- Material for the task -
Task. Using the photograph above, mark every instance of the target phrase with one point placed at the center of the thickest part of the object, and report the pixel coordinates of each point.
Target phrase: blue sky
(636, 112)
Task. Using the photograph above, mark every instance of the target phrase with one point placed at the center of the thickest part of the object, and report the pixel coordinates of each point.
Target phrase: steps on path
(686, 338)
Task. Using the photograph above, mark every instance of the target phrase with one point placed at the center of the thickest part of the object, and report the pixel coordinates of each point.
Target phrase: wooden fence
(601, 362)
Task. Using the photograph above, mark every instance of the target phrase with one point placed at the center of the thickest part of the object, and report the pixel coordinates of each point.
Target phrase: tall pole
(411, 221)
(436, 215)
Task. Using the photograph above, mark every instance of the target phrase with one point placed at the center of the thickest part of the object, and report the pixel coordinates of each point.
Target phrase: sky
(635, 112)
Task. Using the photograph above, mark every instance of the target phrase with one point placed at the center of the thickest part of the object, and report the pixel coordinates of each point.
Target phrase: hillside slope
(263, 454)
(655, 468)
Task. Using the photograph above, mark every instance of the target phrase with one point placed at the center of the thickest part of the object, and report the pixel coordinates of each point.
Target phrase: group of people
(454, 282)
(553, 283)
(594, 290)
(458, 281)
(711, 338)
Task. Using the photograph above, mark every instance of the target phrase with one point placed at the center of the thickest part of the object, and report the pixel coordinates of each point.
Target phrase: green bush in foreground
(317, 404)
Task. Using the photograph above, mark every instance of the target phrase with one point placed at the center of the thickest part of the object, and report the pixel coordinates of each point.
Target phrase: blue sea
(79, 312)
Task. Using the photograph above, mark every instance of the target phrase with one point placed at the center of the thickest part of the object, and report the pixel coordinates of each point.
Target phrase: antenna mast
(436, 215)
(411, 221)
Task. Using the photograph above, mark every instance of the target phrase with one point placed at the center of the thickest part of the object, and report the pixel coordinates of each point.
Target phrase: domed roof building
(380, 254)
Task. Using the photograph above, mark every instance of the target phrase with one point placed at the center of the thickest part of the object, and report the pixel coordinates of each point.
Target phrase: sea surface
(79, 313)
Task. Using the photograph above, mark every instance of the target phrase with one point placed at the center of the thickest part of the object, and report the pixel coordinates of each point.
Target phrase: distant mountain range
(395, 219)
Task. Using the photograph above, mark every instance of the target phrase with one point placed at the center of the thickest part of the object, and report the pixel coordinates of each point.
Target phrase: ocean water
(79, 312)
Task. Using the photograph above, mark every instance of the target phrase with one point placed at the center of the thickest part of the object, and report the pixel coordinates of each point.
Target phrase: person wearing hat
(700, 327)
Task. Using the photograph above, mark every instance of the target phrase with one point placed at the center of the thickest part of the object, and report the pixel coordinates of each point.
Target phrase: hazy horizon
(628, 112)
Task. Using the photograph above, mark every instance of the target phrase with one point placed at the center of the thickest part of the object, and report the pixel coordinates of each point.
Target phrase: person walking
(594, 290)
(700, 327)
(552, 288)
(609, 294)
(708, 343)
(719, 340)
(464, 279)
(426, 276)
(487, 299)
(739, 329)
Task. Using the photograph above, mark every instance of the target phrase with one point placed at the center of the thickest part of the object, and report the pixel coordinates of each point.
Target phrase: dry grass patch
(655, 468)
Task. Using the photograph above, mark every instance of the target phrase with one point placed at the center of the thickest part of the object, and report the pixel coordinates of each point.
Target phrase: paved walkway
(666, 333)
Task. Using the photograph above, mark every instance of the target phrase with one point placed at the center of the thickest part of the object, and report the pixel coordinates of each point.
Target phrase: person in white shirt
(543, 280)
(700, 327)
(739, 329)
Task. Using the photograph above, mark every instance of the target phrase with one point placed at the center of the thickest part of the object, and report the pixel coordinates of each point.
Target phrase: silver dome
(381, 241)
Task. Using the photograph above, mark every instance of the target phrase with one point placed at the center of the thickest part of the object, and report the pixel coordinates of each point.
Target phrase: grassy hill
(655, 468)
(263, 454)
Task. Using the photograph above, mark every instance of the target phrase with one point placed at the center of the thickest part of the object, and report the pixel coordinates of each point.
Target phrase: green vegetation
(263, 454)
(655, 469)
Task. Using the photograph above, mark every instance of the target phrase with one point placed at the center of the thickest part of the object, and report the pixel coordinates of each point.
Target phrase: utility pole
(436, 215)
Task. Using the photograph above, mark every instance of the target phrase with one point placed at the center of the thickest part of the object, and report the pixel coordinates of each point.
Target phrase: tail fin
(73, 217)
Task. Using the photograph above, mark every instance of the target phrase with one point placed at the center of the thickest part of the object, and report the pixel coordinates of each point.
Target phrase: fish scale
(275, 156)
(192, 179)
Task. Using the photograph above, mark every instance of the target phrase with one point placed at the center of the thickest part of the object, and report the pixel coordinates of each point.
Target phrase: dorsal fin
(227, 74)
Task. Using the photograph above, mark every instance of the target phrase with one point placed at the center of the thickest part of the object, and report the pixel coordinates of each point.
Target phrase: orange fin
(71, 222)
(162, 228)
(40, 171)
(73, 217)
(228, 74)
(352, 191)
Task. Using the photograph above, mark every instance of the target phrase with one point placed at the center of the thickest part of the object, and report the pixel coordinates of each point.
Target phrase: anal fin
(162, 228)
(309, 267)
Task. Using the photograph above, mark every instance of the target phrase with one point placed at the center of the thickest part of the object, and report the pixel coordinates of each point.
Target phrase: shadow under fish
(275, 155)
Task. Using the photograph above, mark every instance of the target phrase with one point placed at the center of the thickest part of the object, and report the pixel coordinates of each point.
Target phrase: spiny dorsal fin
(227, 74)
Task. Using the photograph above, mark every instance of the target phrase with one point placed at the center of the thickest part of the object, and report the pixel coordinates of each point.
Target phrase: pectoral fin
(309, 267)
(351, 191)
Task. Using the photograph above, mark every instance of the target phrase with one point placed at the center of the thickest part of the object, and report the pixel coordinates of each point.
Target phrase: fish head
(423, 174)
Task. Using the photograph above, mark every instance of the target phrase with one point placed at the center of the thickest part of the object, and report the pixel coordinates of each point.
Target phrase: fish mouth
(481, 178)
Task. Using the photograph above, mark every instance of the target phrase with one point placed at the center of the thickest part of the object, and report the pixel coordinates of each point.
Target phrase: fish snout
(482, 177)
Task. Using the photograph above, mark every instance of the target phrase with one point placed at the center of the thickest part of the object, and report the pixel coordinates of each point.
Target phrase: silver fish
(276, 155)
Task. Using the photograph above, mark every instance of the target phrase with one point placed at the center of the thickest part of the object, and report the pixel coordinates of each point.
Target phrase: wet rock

- Required action -
The full listing above is to be transcribed exactly.

- Solved problem -
Task. Using the photograph above, mark every instance of the target phrase with one point placed at the center of the thickest part of the object, and report the pixel coordinates of each point.
Target phrase: blue sky
(636, 112)
Task. Using the photograph above, mark every instance of the target phrase with one point placed at the center of the thickest part of the object, and report the pixel coordinates of each point.
Target phrase: steps on path
(686, 338)
Task. Using the photograph above, mark every instance of the target phrase with one point placed at the center of the thickest part of the object, and report the pixel coordinates of each point.
Target phrase: wooden fence
(601, 362)
Task. Using the photograph above, mark every instance of the target phrase with one point placed at the center of the thickest part of the object, and report the pixel coordinates of each point.
Target phrase: tall pole
(411, 221)
(436, 215)
Task. Using the photograph above, mark every instance of the target phrase with one point placed at the center of the thickest part of the object, and report the pixel coordinates of each point.
Target phrase: sky
(635, 112)
Task. Using the photograph above, mark every instance of the target phrase with one point placed at the center of the thickest part of the object, and report the pixel coordinates of each point.
Target phrase: hillside slope
(263, 454)
(655, 468)
Task. Using the photograph above, mark every instance of the target phrase with one point placed at the center of the thickest part of the object, and report the pixel coordinates of each point.
Target phrase: group of people
(454, 282)
(553, 283)
(594, 290)
(458, 281)
(711, 338)
Task. Using the photograph above, mark every instance of the target phrase with one point placed at the center of the thickest part of the object, and report the pixel coordinates of each point.
Target phrase: green bush in foreground
(317, 404)
Task. Using the photograph above, mark every instance of the target phrase with one point placed at the center of the thickest part of the object, and report the pixel coordinates of each point.
Target phrase: blue sea
(79, 312)
Task. Using the photograph above, mark every instance of the target phrase with one point placed at the center of the thickest part of the object, and report the pixel coordinates of each point.
Target phrase: antenna mast
(436, 215)
(411, 221)
Task. Using the photograph above, mark every instance of the target phrase with one point placed at the center of the thickest part of the object, and report the pixel coordinates of each point.
Target phrase: domed roof building
(380, 254)
Task. Using the photograph above, mark every instance of the target phrase with one point placed at the center of the thickest part of the object, and report the pixel coordinates of each point.
Target phrase: sea surface
(79, 313)
Task. Using the photograph above, mark every instance of the target phrase with one point placed at the center of the thickest part of the object, and report the pixel coordinates of each point.
Target phrase: distant mountain range
(395, 219)
Task. Using the photograph above, mark every instance of the target phrase with one point placed at the center of the thickest part of the object, and report the pixel coordinates of each point.
Target phrase: ocean water
(79, 312)
Task. Using the photograph above, mark every instance of the target phrase with one point placed at the center of the thickest part of the object, and report the pixel coordinates of each point.
Target phrase: person wearing hat
(700, 327)
Task. Using the photograph above, mark every instance of the target phrase with one point placed at the center of the thickest part of the object, and report the pixel coordinates of each point.
Target phrase: hazy horizon
(628, 112)
Task. Using the photograph above, mark every instance of the target phrase with one point placed at the center of the thickest part of the object, and report the pixel coordinates of each point.
Target phrase: person walking
(594, 290)
(700, 327)
(552, 288)
(609, 294)
(708, 343)
(719, 340)
(464, 279)
(426, 276)
(487, 299)
(739, 329)
Task. Using the photograph above, mark every instance of the target phrase with one point placed at the center of the thickest part of the object, and report the pixel coordinates of each point.
Target phrase: dry grass patch
(655, 468)
Task. Using the photograph above, mark every instance of the target phrase with one point placed at the center of the thickest part of the object, and report the pixel coordinates of each point.
Target phrase: paved walkway
(666, 333)
Task. Using the photograph above, mark every instance of the target phrase with one point placed at the center of the thickest part of the object, and report the pixel coordinates of each point.
Target phrase: person in white shirt
(543, 280)
(700, 327)
(739, 329)
Task. Using the photograph above, mark every instance of the target phrase with one point placed at the center of the thickest part of the object, and report the pixel coordinates of each point.
Target phrase: silver dome
(381, 241)
Task. Using the photograph above, mark every instance of the target phrase with one point placed at the center of the thickest part of the object, and report the pixel coordinates of each point.
Target phrase: grassy hill
(655, 468)
(263, 454)
Task. Using the photograph above, mark every instance of the target phrase with one point placed at the center of the thickest part of the object, and report the pixel coordinates of each point.
Target phrase: green vegetation
(263, 454)
(655, 469)
Task. Using the photograph above, mark every instance of the target phrase with one point placed at the center of the thickest part of the object, and report the pixel coordinates of each point.
Target phrase: utility pole
(436, 215)
Task. Using the photograph above, mark every instance of the target phrase with one point placed at the center of the thickest part of the object, and report the pixel coordinates of each point.
Target phrase: tail fin
(73, 217)
Task. Using the photograph above, mark every instance of the target phrase with one point placed at the center of the thickest part of the object, and report the pixel coordinates of each point.
Target phrase: fish scale
(275, 156)
(192, 179)
Task. Using the photograph above, mark every instance of the target phrase with one point placed at the center of the thickest part of the object, and report the pixel coordinates of each point.
Target phrase: dorsal fin
(227, 74)
Task. Using the photograph above, mark every instance of the target phrase with one point placed at the center of the thickest part of the object, and report the pixel coordinates of each point.
Target phrase: orange fin
(71, 222)
(162, 228)
(40, 171)
(73, 217)
(228, 74)
(352, 191)
Task. Using the photograph above, mark every instance of the target phrase with one point placed at the center of the thickest part of the object, and report the pixel coordinates of each point.
Target phrase: anal fin
(162, 228)
(309, 267)
Task. Using the photograph above, mark every instance of the target phrase with one point placed at the center of the thickest part of the object, and report the pixel coordinates of each point.
Target phrase: shadow under fish
(275, 155)
Task. Using the photograph above, mark every instance of the target phrase with one point placed at the center of the thickest part of the object, and report the pixel coordinates of each point.
Target phrase: spiny dorsal fin
(227, 74)
Task. Using the photograph above, mark every instance of the target phrase with one point placed at the center of the thickest part of the object, and report the pixel coordinates of each point.
Target phrase: pectoral fin
(309, 267)
(351, 191)
Task. Using the photograph above, mark every instance of the target phrase with one point placed at the center of the thickest part of the object, and report the pixel coordinates of each point.
Target phrase: fish head
(423, 174)
Task. Using the photograph above, mark every instance of the target phrase with one point placed at the center of the thickest part of the object, and report the pixel coordinates of each point.
Target phrase: fish mouth
(481, 178)
Task. Using the photograph above, mark every instance of the target phrase with one point placed at the center of the thickest part of the object, and report the pixel coordinates of each point.
Target phrase: fish snout
(482, 177)
Task. Using the photograph above, mark every instance of the target phrase with one point placed at the center of the thickest part of the object, and report the pixel coordinates of each point.
Target phrase: silver fish
(276, 155)
Task. Using the photograph above, mark every instance of the target phrase with one point placed at the center of the thickest part of the object, and report the pixel coordinates of each point.
Target phrase: wet rock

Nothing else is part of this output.